PROBLEMS TO SOLVE ▸
• a. In the article below on letting dentists and eye doctors give the COVID-19 vaccine, translate this sentence into Spanish: "Delivering the COVID vaccine is not complicated."
• b. Extend the article below on letting dentists and eye doctors give the COVID-19 vaccine, picking up right after its last sentence.

PAGE EXCERPT ▸
Written by Diane Archer

The COVID-19 vaccine is on the verge of approval. Should your dentist and eye doctor be able to administer the vaccine? Rachel Bluth reports for Kaiser Health News that dentists and optometrists are making the case that it would be far easier for you to get the vaccine and help ensure everyone is vaccinated.

The data and evidence suggest that it should not only be physicians who administer the vaccine. As it is, pharmacists are allowed to administer the flu shot and the shingles vaccine. Why are they any better equipped to administer a vaccine than a dentist or optometrist?

Dentists already deliver injections. Delivering the COVID vaccine is not complicated. So, why not let dentists deliver the vaccine and help maximize uptake?

Moreover, each year lots of people see a dentist without ever seeing a doctor. More than 31 million people visited the dentist in 2017 but not a doctor.

The American Association of Dental Boards reports that more than 25 states are looking into having dentists give people the COVID vaccine. The state of Oregon already allows dentists to provide vaccines to their adult and child patients after undergoing a training and certification program. And, Minnesota and Illinois allow dentists to give adult patients flu shots.

The Centers for Medicare and Medicaid Services supports expanding the number of health care providers who can administer the COVID vaccine. The dentists and eye doctors make a compelling case as to why their ability to provide the COVID vaccine will be a service to their patients. Dentists and eye doctors also would benefit some financially.

DATASET EXTRACT ▸
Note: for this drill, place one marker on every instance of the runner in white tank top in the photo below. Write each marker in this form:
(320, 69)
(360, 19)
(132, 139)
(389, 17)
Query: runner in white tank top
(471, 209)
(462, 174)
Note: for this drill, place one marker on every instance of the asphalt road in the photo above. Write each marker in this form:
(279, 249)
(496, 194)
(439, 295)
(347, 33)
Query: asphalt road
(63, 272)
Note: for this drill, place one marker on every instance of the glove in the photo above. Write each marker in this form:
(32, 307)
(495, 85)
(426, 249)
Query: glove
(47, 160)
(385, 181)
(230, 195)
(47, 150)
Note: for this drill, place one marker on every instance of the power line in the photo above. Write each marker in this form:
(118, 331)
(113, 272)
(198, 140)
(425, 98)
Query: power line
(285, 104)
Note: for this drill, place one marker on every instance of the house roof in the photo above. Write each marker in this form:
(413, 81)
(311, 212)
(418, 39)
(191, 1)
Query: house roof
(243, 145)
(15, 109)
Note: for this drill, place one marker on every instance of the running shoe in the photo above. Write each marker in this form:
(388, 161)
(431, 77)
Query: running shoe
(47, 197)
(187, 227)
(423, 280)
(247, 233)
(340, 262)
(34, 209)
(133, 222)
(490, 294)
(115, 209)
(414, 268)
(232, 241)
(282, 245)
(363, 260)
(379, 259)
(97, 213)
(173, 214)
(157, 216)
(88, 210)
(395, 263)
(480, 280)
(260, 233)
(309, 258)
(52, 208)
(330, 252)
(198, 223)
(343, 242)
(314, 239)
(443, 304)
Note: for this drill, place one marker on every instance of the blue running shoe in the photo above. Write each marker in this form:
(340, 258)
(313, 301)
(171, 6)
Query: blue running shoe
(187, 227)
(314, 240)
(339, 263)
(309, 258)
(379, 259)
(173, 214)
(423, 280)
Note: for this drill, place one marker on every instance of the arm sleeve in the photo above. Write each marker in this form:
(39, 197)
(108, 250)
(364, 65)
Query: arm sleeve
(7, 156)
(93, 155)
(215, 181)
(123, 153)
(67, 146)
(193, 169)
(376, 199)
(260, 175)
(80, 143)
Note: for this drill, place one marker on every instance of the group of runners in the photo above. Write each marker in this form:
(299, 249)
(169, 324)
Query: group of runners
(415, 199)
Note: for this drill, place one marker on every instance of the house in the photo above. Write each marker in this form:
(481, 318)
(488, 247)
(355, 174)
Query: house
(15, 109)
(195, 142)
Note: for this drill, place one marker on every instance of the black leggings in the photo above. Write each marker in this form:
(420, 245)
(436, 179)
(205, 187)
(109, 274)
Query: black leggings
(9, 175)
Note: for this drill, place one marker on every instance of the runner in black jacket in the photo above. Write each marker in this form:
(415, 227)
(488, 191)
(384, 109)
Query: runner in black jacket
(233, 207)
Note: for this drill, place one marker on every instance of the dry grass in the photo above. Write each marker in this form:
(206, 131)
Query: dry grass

ANSWER LIST ▸
• a. Administrar la vacuna contra la COVID no es complicado.

• b.
Some states have previously expanded the array of health care workers who could deliver a vaccine for a temporary period. They allowed nursing students, midwifes and emergency medical technicians to deliver the flu vaccine during the H1N1 pandemic.

Some argue the more the merrier when it comes to having the authority to deliver a vaccine. The COVID vaccine is pretty easy to administer and low-risk. But, approvals take time, so it is not likely that too many people other than physicians and pharmacists will be able to administer the COVID vaccine this go-round.

N.B. No one appears to object to dentists and optometrists delivering vaccines. If approved to give the vaccine, health care providers will have to gauge the number of vaccines to buy and how to store them properly under special conditions. If they buy too many, they will be stuck with them. It would be against their financial interest.